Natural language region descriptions
╭──
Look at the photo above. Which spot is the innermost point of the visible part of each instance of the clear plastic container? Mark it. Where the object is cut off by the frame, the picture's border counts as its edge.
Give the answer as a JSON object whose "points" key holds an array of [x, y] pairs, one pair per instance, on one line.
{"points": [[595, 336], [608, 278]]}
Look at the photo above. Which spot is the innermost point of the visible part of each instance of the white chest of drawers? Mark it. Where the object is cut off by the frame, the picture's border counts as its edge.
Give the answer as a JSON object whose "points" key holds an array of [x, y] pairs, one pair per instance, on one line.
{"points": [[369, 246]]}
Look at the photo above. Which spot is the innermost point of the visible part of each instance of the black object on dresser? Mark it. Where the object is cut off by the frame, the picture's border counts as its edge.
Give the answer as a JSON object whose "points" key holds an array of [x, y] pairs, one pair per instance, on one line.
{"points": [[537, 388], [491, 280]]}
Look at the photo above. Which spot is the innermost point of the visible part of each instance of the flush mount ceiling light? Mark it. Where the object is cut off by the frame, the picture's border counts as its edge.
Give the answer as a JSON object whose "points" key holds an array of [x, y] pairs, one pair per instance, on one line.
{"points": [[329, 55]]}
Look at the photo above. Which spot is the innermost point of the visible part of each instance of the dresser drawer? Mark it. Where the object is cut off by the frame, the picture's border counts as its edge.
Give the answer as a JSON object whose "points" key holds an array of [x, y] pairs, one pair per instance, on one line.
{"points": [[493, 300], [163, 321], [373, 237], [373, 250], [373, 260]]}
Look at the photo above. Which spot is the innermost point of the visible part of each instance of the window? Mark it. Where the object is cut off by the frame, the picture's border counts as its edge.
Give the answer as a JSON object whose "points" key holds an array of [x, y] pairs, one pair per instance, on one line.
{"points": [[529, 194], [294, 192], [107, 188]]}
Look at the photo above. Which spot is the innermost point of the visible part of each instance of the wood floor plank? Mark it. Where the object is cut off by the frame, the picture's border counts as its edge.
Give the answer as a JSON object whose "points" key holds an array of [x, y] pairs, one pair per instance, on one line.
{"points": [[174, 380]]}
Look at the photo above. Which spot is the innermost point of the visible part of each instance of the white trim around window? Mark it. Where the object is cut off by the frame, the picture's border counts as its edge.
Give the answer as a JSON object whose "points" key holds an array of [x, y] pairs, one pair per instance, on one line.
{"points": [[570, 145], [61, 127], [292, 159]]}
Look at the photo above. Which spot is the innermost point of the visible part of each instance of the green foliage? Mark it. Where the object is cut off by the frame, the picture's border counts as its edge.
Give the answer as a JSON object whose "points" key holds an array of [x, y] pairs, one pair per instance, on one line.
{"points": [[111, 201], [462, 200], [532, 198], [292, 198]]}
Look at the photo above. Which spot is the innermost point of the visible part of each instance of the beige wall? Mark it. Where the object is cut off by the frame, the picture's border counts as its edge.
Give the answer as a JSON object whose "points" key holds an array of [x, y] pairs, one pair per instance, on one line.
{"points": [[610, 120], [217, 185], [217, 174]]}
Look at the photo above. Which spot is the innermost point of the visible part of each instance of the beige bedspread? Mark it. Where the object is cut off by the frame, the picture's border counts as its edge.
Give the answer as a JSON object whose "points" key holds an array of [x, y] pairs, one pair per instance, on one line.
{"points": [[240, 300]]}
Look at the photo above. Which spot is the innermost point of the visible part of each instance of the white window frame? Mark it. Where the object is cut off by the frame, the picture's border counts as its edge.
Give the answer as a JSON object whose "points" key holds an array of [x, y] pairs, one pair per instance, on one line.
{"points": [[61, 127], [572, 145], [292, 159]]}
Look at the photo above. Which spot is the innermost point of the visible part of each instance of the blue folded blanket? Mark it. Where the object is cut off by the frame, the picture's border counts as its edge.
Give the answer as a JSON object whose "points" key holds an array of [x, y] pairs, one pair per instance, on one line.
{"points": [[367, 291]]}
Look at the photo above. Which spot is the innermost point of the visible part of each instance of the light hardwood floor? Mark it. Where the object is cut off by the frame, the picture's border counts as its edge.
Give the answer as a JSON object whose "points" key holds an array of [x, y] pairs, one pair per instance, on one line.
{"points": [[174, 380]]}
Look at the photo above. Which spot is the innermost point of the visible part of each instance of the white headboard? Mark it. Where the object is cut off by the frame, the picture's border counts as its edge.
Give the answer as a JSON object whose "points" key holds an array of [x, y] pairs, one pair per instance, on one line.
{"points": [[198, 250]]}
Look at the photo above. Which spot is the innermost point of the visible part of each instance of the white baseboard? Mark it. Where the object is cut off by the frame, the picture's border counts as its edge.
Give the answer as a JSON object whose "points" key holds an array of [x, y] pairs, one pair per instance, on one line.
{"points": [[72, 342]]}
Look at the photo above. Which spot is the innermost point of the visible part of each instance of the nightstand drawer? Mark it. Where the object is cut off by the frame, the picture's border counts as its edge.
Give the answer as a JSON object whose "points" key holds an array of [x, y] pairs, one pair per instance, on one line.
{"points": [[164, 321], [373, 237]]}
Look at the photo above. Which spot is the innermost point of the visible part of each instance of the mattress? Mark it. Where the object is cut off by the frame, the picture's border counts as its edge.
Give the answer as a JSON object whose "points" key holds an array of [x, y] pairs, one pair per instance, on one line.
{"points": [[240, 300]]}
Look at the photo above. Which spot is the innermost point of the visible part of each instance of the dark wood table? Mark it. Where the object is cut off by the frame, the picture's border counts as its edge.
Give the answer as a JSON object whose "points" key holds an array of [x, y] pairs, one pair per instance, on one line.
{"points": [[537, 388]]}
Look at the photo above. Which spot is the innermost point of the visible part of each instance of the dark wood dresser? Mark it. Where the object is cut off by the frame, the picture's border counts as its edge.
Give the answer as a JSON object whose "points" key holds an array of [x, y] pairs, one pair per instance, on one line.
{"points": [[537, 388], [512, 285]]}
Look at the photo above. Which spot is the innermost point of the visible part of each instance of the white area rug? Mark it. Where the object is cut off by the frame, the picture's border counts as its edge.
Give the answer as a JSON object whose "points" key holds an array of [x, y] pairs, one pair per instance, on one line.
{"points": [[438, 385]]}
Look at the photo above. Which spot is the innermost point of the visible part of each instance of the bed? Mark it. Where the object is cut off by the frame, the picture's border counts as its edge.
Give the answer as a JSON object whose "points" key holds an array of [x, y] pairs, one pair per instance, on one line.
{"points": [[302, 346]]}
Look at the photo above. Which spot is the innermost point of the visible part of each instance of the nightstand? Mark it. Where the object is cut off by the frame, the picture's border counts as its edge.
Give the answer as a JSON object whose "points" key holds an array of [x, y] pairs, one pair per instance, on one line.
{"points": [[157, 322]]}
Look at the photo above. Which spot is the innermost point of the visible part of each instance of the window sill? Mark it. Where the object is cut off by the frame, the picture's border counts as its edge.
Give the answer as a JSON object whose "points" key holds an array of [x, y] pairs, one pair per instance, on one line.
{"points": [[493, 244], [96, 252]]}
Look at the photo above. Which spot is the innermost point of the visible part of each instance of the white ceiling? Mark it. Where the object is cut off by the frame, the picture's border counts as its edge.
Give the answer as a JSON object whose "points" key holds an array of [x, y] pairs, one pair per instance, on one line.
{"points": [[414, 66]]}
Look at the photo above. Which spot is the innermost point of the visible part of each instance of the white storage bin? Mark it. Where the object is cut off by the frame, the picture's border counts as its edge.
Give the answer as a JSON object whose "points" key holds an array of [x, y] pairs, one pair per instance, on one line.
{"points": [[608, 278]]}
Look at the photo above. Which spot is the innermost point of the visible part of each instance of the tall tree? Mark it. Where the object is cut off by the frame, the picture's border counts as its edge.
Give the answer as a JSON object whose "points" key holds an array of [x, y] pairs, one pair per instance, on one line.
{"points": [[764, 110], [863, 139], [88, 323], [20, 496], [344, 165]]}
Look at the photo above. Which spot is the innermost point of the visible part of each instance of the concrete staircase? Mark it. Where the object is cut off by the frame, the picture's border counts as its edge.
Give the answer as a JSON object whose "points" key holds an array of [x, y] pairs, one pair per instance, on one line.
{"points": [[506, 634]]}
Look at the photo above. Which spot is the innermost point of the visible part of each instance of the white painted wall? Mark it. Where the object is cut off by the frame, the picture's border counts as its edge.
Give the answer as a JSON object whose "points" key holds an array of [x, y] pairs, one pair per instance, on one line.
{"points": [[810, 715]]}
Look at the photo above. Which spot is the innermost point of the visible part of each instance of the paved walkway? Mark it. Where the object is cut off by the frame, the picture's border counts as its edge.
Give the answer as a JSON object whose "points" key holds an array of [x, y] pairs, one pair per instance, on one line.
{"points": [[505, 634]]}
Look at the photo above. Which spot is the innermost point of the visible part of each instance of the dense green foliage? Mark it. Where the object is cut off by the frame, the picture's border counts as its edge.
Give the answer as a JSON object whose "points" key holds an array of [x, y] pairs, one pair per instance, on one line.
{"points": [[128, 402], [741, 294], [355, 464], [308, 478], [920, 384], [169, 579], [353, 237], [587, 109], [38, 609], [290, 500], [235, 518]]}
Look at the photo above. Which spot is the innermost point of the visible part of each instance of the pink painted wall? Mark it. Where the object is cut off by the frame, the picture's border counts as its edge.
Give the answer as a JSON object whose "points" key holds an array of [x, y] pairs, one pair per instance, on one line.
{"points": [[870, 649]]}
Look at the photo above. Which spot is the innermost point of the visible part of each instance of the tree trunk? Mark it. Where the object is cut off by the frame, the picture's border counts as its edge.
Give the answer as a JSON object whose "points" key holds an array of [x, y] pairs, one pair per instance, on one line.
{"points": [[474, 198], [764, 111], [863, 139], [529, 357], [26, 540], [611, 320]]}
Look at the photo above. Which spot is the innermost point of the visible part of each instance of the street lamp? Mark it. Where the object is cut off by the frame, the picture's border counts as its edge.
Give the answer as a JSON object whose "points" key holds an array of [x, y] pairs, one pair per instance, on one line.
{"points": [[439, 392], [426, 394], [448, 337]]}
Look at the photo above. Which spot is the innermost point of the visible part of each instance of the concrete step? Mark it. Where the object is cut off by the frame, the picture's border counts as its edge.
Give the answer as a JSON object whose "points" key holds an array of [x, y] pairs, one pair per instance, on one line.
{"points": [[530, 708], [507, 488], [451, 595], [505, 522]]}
╰──
[Your objective]: In the entries above, find each line with "wall" and list it.

[Expected answer]:
Look at the photo above. Which spot is the innermost point of the visible part of each instance of the beige wall? Mark it. Where the object is cut off by the frame, the picture's border counts as its edge.
Look at the photo above. Which spot is the innermost point of the visible part of each instance of the white painted wall? Mark it. Where the object is cut off by the frame, the picture's border counts as its edge.
Look at the photo above. Which spot is the innermost point of the visible part of each instance of the pink painted wall? Mark it. Where the object is cut off by the frame, the picture's border counts as its edge.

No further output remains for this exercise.